start AVAILABLE RECORDS

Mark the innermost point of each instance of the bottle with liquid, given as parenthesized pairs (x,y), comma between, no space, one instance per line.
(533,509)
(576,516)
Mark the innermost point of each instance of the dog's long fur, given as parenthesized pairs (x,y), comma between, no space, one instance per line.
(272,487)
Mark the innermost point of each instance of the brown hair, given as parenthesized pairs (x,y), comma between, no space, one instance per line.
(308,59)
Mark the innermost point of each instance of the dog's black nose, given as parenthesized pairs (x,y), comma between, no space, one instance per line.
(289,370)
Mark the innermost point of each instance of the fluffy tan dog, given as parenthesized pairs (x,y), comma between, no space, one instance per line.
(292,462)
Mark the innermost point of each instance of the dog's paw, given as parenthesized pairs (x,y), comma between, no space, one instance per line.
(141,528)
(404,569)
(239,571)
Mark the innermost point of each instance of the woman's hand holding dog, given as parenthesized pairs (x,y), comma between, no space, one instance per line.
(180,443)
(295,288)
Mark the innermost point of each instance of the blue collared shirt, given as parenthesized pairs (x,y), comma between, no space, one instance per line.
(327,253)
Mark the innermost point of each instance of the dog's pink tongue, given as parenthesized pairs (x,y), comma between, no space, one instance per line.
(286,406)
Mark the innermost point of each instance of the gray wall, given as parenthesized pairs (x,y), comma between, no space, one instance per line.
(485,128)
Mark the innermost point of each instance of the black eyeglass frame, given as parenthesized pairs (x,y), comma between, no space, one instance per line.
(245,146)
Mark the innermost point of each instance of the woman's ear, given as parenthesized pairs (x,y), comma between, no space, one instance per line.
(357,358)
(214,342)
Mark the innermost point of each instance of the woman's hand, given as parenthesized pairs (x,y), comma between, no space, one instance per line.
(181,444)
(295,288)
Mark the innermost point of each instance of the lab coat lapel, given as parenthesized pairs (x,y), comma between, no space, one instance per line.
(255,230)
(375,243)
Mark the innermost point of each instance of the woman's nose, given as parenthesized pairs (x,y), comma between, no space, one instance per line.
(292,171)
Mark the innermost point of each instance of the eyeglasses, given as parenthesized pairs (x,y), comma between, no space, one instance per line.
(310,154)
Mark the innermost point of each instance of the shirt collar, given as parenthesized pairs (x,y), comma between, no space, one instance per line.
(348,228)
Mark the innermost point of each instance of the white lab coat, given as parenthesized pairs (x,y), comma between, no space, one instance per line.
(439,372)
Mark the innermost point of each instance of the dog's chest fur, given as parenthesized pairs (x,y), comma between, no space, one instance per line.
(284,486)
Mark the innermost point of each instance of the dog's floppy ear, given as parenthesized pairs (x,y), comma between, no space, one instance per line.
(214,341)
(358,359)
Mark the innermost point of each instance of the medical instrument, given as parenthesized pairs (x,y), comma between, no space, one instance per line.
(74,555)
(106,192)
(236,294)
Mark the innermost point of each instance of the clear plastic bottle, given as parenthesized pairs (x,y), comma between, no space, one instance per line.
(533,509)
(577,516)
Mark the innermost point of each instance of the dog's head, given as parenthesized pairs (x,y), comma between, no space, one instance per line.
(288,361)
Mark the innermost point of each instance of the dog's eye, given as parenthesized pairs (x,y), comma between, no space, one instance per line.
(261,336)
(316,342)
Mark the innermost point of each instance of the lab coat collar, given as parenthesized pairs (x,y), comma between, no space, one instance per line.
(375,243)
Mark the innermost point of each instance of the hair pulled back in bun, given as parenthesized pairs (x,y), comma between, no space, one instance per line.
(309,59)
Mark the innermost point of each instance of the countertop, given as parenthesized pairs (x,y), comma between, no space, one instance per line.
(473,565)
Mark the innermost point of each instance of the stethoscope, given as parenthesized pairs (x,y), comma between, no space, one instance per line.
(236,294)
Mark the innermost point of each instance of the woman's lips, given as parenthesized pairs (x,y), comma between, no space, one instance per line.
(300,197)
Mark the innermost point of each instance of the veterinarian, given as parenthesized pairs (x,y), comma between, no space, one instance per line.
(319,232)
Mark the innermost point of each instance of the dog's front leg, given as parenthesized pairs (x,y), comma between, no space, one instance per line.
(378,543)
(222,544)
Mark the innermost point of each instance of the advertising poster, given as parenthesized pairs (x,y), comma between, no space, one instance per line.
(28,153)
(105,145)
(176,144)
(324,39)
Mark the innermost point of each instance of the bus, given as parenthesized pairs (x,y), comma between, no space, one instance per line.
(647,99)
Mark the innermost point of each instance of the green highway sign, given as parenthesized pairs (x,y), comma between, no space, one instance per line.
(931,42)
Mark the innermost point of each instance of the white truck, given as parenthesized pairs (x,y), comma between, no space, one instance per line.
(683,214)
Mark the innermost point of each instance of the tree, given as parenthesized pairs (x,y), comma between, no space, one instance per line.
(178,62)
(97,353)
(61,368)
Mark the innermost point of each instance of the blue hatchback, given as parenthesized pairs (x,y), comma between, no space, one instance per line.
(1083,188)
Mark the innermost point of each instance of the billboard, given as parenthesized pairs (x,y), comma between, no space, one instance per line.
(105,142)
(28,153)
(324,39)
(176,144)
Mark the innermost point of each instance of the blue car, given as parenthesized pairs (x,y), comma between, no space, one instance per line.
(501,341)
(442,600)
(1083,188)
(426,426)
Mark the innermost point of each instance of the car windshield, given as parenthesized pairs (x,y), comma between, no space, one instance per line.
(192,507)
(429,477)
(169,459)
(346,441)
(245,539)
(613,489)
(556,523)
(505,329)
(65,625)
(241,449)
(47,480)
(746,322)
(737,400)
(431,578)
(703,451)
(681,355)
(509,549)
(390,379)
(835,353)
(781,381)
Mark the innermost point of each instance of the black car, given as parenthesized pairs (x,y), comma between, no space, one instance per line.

end AVAILABLE RECORDS
start AVAILABLE RECORDS

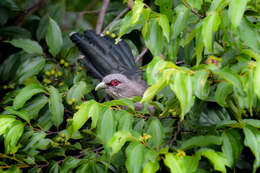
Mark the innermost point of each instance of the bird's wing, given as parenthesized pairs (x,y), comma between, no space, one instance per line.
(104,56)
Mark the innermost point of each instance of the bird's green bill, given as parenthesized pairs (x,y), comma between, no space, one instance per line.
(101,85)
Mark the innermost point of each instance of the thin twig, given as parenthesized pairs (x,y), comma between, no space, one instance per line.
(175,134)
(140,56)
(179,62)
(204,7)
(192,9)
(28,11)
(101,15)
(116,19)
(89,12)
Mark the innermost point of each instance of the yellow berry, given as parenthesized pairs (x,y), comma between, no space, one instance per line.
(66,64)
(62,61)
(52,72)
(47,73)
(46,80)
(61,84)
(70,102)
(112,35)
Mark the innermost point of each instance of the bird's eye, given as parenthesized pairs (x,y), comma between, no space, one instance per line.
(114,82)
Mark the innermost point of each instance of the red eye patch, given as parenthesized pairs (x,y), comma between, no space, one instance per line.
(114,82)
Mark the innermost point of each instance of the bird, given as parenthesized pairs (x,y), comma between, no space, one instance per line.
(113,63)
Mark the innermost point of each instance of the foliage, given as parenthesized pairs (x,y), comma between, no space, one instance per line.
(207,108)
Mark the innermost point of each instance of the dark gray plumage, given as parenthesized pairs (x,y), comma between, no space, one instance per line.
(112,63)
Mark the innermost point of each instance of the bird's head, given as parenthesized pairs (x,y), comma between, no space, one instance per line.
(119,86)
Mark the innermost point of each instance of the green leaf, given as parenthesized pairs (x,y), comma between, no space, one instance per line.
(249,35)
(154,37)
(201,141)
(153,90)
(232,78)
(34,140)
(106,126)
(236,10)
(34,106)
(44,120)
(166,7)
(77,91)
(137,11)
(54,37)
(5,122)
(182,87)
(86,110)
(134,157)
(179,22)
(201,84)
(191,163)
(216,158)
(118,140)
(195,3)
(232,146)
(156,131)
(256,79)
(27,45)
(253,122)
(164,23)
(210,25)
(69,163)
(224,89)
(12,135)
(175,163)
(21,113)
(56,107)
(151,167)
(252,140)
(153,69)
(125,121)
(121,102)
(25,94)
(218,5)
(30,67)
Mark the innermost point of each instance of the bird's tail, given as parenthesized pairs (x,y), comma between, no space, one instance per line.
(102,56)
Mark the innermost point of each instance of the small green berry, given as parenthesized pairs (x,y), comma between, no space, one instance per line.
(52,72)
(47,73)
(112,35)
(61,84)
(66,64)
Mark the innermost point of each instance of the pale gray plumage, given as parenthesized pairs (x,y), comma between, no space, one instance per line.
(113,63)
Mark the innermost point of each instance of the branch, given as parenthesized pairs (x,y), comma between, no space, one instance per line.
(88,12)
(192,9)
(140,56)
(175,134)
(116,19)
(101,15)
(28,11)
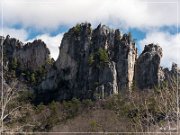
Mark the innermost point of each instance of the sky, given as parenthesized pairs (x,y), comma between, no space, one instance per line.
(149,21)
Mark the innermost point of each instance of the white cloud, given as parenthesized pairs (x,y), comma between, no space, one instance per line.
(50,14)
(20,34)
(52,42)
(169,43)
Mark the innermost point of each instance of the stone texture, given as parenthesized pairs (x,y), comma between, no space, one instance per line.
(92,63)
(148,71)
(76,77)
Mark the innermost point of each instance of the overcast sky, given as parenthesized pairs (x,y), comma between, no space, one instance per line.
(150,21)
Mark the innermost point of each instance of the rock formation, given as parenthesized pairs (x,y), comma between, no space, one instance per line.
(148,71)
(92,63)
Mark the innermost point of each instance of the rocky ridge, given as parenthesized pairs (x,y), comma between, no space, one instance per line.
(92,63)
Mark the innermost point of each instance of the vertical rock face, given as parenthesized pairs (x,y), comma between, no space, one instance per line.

end AVAILABLE RECORDS

**CHALLENGE**
Can you repeat the part of the rows that opens with the line containing "Mark the innermost point of each instance of the sky, given" and closes with the line containing "Mark the innermost point of each instance of the vertical", swapping "white cloud" for "gray cloud" and leaving everything else the same?

**EXERCISE SOLUTION**
Mark the innermost point of each instance of the sky, given as parenthesized pairs (x,y), comma between, no space, one instance per line.
(149,21)
Mark the innermost point of each instance of the gray cloud, given as parenthesized pairs (x,y), comma between, no space, one instance per line.
(50,14)
(20,34)
(52,42)
(169,43)
Mark the innermost point of each instance of the stone texture, given as parenthesized pairs (x,y), comma between, no space, one instance per line.
(92,63)
(148,71)
(76,77)
Mark the innermost point of each instance of the overcast sky, given as parenthesized pairs (x,y), comma between, no space, one instance per line.
(150,21)
Mark the innermost point of each instance of the rock formation, given as parenthesized pairs (x,y), comma between, no space, one instance per line.
(148,71)
(92,63)
Mark the innermost point of each instance of the rocky ridge, given as parenthesized pairs (x,y), comma between, no space, one instance per line.
(92,63)
Mark the innermost point of each instance of the vertical rock face, given as parenthesized pairs (x,y), comma between, no space, one instance per line.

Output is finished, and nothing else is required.